Kutipan Teks:
========

Cari Berita

Ajudikasi Keadilan Ekologis, Hermeneutika Konstitusional dan Restorasi Lingkungan

Bony Daniel (Hakim PN Serang) - Dandapala Contributor 2025-10-20 14:55:19
Dok. Ist.

Lembaga peradilan kini berada di persimpangan krusial dalam sejarah peradaban, sebuah era yang ditandai oleh krisis ekologis sistemik yang mengancam fondasi kehidupan itu sendiri.

Krisis ini bukanlah sekadar akumulasi dari sengketa lingkungan sektoral, melainkan sebuah tantangan eksistensial yang mempertanyakan relevansi dan daya tahan negara hukum (rechtsstaat) modern.

Dalam menghadapi gelombang litigasi lingkungan, tugas yudisial melampaui aplikasi mekanistik norma-norma positif yang seringkali terfragmentasi. Ia menuntut sebuah pergulatan yurisprudensial yang mendalam mengenai interdependensi ontologis antara manusia, negara, dan alam.

Baca Juga: Environmental Ethic Sebagai Pilar Keadilan Ekologis

Bagi hakim yang diserahi tanggung jawab konstitusional ini, tugas tersebut menjelma menjadi sebuah officium nobile, yakni sebuah tugas mulia yang sarat dengan kompleksitas normatif, epistemologis, dan struktural yang luar biasa rumit.

Realisasi tugas mulia ini tidak dapat berhenti pada sekadar deklarasi kesalahan atau penetapan kompensasi moneter; ia harus bermuara pada tujuan teleologis penegakan hukum lingkungan yang paling hakiki: pemulihan ekologis (restitutio in integrum).

Tantangan normatif paling mendasar terletak pada keharusan menavigasi dialektika konstitusional yang seringkali tegang antara mandat pembangunan ekonomi dan imperatif perlindungan lingkungan.

Konstitusi memberikan legitimasi bagi negara untuk mengelola sumber daya alam demi kesejahteraan kolektif yang merupakan sebuah doktrin yang kerap diinvokasi untuk menjustifikasi proyek-proyek strategis berbasis eksploitasi sumber daya.

Namun, konstitusi yang sama juga secara eksplisit menjamin hak atas lingkungan hidup yang baik dan sehat sebagai hak asasi manusia yang fundamental. Hakim berada dalam posisi sentral untuk menafsirkan batas-batas kewenangan diskresioner eksekutif, memastikan bahwa Hak Menguasai Negara tidak dimaknai secara absolut hingga menelan hak-hak fundamental tersebut.

========

Data yang Disediakan:
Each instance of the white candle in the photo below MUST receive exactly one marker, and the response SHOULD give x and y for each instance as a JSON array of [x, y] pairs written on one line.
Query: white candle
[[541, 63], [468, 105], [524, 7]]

========

Yang Harus Dibuat:
Alihkan ke bahasa Inggris kalimat dari teks tentang keadilan ekologis ini: "Krisis ini bukanlah sekadar akumulasi dari sengketa lingkungan sektoral, melainkan sebuah tantangan eksistensial yang mempertanyakan relevansi dan daya tahan negara hukum (rechtsstaat) modern."

Hasil:
This crisis is not merely an accumulation of sectoral environmental disputes, but rather an existential challenge that calls into question the relevance and resilience of the modern state governed by the rule of law (rechtsstaat).